==== STORED ROWS

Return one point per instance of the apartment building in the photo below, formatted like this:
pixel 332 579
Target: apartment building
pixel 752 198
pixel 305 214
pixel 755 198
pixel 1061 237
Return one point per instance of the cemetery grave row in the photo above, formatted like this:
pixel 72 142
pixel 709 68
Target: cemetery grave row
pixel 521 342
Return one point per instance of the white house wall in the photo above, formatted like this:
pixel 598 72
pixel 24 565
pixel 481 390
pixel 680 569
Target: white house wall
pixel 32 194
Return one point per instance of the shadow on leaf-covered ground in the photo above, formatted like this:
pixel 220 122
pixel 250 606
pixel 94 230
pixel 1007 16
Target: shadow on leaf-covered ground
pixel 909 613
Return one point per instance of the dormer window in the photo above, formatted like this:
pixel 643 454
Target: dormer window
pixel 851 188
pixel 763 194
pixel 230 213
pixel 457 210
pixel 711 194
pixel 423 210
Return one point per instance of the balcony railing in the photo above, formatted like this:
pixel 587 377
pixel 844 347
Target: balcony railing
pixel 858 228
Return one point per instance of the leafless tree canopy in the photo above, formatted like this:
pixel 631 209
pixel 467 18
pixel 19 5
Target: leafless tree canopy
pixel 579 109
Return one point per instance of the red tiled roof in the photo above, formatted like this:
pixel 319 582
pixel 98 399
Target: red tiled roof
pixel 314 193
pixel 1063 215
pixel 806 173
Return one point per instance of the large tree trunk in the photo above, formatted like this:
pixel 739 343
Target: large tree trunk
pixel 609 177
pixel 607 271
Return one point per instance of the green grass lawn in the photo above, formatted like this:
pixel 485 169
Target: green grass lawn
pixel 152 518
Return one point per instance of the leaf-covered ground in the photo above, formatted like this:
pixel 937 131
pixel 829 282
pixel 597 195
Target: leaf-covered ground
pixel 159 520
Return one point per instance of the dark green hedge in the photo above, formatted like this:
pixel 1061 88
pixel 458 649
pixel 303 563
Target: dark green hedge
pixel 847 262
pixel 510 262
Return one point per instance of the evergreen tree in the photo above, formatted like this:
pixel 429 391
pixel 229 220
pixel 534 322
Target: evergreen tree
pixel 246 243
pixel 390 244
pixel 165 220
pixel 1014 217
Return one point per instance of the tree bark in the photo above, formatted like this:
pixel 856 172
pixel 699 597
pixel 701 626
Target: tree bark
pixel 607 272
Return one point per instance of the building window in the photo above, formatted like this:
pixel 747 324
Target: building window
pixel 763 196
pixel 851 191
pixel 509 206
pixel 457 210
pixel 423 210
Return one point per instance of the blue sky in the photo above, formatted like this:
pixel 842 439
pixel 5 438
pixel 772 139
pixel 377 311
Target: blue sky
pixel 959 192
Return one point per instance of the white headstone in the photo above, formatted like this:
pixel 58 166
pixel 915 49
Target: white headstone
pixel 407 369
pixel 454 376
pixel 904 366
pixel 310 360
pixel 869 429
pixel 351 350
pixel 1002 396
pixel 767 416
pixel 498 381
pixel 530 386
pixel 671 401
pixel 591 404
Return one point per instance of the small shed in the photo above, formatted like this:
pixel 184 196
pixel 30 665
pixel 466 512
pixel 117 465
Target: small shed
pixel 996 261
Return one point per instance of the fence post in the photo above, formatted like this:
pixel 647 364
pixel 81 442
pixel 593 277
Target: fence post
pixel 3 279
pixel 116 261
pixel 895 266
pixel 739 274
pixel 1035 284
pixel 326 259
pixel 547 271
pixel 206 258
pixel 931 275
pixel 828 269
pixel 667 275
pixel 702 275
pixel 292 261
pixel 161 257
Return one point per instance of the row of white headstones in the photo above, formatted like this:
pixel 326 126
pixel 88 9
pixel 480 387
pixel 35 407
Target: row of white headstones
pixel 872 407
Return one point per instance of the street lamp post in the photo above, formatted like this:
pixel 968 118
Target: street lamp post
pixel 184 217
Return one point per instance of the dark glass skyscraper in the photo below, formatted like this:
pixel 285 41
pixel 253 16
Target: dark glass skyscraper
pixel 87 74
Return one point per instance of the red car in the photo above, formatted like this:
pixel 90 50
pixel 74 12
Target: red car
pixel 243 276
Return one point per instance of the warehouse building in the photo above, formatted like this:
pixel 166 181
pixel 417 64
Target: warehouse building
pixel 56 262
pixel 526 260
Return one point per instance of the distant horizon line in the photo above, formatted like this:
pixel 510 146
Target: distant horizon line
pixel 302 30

========

Copy out every line of the records above, unchanged and in the same order.

Return one point per instance of the apartment building in the photo below, formatted like this:
pixel 332 579
Target: apartment building
pixel 752 198
pixel 305 214
pixel 755 198
pixel 1061 237
Return one point per instance of the cemetery grave row in the photo above, formatted like this:
pixel 72 142
pixel 709 68
Target: cemetery grave row
pixel 521 342
Return one point per instance of the white house wall in the photo above, formatted like this:
pixel 598 72
pixel 24 565
pixel 481 390
pixel 680 569
Target: white house wall
pixel 32 194
Return one point per instance of the shadow on leaf-covered ground in the photo above, formatted like this:
pixel 220 122
pixel 250 606
pixel 94 230
pixel 1007 16
Target: shadow on leaf-covered ground
pixel 909 613
Return one point per instance of the dormer window in the photo above, formatted like this:
pixel 643 454
Target: dormer window
pixel 851 188
pixel 763 194
pixel 230 213
pixel 457 210
pixel 711 194
pixel 423 210
Return one point per instance of the balcony railing in the photo above, formatted like this:
pixel 587 377
pixel 844 347
Target: balcony railing
pixel 858 228
Return one point per instance of the leafless tree canopy in the photo above, formatted like this:
pixel 631 209
pixel 467 18
pixel 19 5
Target: leafless tree canopy
pixel 579 109
Return one point per instance of the red tiled roof in the photo above, formatted like this:
pixel 319 582
pixel 98 399
Target: red tiled roof
pixel 314 193
pixel 1063 215
pixel 806 173
Return one point per instance of the large tree trunk in the photo above, formatted like this:
pixel 739 343
Target: large tree trunk
pixel 609 177
pixel 607 271
Return one point per instance of the green grass lawn in the photo above, formatted like this:
pixel 485 169
Target: green grass lawn
pixel 152 518
Return one point per instance of the leaf-covered ground in the photo above, formatted like this:
pixel 937 131
pixel 829 282
pixel 597 195
Target: leaf-covered ground
pixel 159 520
Return one point per instance of the dark green hedge in the photo above, formatted like this:
pixel 1061 88
pixel 458 649
pixel 303 563
Target: dark green hedge
pixel 847 262
pixel 510 262
Return one point per instance of the evergreen tree in the photo above, formatted like this:
pixel 429 391
pixel 229 220
pixel 534 322
Target: evergreen tree
pixel 246 243
pixel 390 244
pixel 165 220
pixel 1014 217
Return one point per instance of the tree bark in the photo above, formatted like this:
pixel 856 172
pixel 699 597
pixel 701 626
Target: tree bark
pixel 607 272
Return one point per instance of the building window in the photo above, formatted like this:
pixel 747 324
Target: building window
pixel 763 196
pixel 851 191
pixel 509 206
pixel 457 210
pixel 423 210
Return one point per instance of the blue sky in the photo above, formatted like this:
pixel 842 439
pixel 5 438
pixel 772 139
pixel 377 311
Target: blue sky
pixel 959 192
Return one point per instance of the white headstone in the photo above, formatted like this:
pixel 58 166
pixel 915 49
Target: white headstone
pixel 407 369
pixel 454 376
pixel 904 366
pixel 310 360
pixel 869 429
pixel 351 350
pixel 1002 396
pixel 767 416
pixel 498 381
pixel 530 386
pixel 671 401
pixel 591 404
Return one point per instance of the small shed in the photo above, formatted like this:
pixel 184 196
pixel 30 665
pixel 466 512
pixel 117 465
Target: small shed
pixel 996 261
Return one point per instance of the fence post in the photo above, formatted like this:
pixel 647 364
pixel 81 442
pixel 593 277
Target: fence post
pixel 3 279
pixel 116 261
pixel 895 266
pixel 739 274
pixel 1035 284
pixel 326 259
pixel 547 271
pixel 206 258
pixel 931 275
pixel 828 269
pixel 667 275
pixel 702 275
pixel 292 261
pixel 161 257
Return one point per instance of the row of white headstones in the photo above, formatted like this:
pixel 326 126
pixel 88 9
pixel 480 387
pixel 35 407
Target: row of white headstones
pixel 872 407
Return one point per instance of the street lamp post in the photo above, formatted like this:
pixel 968 118
Target: street lamp post
pixel 184 217
Return one point per instance of the dark glass skyscraper in the photo below, formatted like this:
pixel 285 41
pixel 253 16
Target: dark glass skyscraper
pixel 87 74
Return one point per instance of the red car in the photo above, formatted like this:
pixel 90 50
pixel 74 12
Target: red car
pixel 243 276
Return one point per instance of the warehouse building in the photo above, formatted like this:
pixel 166 181
pixel 417 64
Target: warehouse building
pixel 56 262
pixel 526 260
Return one point per instance of the distant horizon line in the photo above, formatted like this:
pixel 510 146
Target: distant horizon line
pixel 302 30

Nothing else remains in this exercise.